*Task to complete*
The listing below needs to be copied in full, exactly.

*Data for review*
--------------------

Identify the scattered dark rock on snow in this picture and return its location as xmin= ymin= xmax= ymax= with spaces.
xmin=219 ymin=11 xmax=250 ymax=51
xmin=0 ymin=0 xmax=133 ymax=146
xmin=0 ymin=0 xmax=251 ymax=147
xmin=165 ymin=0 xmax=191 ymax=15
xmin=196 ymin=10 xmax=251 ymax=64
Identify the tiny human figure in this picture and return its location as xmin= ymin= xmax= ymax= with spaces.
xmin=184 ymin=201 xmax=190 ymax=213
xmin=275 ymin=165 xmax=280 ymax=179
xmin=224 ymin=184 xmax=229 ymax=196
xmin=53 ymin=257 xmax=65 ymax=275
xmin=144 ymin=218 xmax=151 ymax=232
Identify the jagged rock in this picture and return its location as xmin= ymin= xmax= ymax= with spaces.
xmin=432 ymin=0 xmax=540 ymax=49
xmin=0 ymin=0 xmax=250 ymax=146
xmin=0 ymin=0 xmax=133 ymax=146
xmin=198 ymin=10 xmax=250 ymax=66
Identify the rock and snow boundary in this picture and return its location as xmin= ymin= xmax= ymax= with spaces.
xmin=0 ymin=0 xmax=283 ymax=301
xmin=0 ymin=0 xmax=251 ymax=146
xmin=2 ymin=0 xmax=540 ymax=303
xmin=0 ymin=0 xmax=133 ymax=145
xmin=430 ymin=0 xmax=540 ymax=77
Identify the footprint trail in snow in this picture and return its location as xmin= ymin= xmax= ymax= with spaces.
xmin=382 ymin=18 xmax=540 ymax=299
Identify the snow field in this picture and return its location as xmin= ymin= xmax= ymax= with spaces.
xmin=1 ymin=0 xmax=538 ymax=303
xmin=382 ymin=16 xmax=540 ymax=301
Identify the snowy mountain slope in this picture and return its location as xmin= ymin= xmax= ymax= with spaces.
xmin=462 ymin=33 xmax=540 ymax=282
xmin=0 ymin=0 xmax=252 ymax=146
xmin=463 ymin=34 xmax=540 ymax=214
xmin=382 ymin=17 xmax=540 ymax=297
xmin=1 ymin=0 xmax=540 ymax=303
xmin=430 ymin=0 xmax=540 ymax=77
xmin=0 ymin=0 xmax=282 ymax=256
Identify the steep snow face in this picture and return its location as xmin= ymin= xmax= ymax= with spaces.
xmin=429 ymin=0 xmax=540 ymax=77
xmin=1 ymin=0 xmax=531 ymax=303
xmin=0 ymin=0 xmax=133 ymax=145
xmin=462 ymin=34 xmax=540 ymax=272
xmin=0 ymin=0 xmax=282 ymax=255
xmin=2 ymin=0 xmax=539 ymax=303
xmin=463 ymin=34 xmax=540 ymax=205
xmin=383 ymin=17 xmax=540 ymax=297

--------------------

*Output*
Identify the scattered dark rock on snow in this picture and return its location as xmin= ymin= xmax= ymax= with spaces.
xmin=219 ymin=11 xmax=250 ymax=51
xmin=0 ymin=0 xmax=133 ymax=146
xmin=0 ymin=0 xmax=251 ymax=147
xmin=165 ymin=0 xmax=191 ymax=15
xmin=196 ymin=10 xmax=251 ymax=64
Identify the tiny human figure in this picture and return its location as xmin= ymin= xmax= ymax= with spaces.
xmin=184 ymin=201 xmax=190 ymax=213
xmin=275 ymin=165 xmax=280 ymax=179
xmin=224 ymin=184 xmax=229 ymax=196
xmin=53 ymin=257 xmax=65 ymax=275
xmin=144 ymin=218 xmax=151 ymax=232
Identify the jagged rock in this picture and return its location as xmin= ymin= xmax= ymax= with spaces.
xmin=432 ymin=0 xmax=540 ymax=49
xmin=0 ymin=0 xmax=250 ymax=146
xmin=0 ymin=0 xmax=133 ymax=146
xmin=198 ymin=10 xmax=250 ymax=66
Identify the rock and snow boundary in this picture and return its location as xmin= ymin= xmax= ymax= with spaces.
xmin=0 ymin=0 xmax=283 ymax=301
xmin=0 ymin=0 xmax=251 ymax=146
xmin=2 ymin=0 xmax=540 ymax=303
xmin=0 ymin=0 xmax=133 ymax=145
xmin=430 ymin=0 xmax=540 ymax=77
Identify the footprint trail in snow in this picture and return its location as xmin= ymin= xmax= ymax= with spaces.
xmin=382 ymin=18 xmax=540 ymax=299
Identify the snow field in this picture and return its location as xmin= ymin= xmax= ymax= with spaces.
xmin=1 ymin=0 xmax=538 ymax=303
xmin=382 ymin=16 xmax=540 ymax=301
Identify the snowy mountain slope in this picture and return its location as xmin= ymin= xmax= ymax= with spaces.
xmin=462 ymin=33 xmax=540 ymax=282
xmin=0 ymin=0 xmax=252 ymax=146
xmin=463 ymin=34 xmax=540 ymax=214
xmin=382 ymin=17 xmax=540 ymax=297
xmin=1 ymin=0 xmax=540 ymax=303
xmin=430 ymin=0 xmax=540 ymax=77
xmin=0 ymin=0 xmax=282 ymax=256
Identify the steep snow face in this picture and return its location as xmin= ymin= xmax= ymax= with spaces.
xmin=429 ymin=0 xmax=540 ymax=77
xmin=1 ymin=0 xmax=531 ymax=303
xmin=0 ymin=0 xmax=133 ymax=145
xmin=462 ymin=34 xmax=540 ymax=272
xmin=0 ymin=0 xmax=282 ymax=255
xmin=2 ymin=0 xmax=539 ymax=303
xmin=463 ymin=34 xmax=540 ymax=205
xmin=383 ymin=17 xmax=540 ymax=297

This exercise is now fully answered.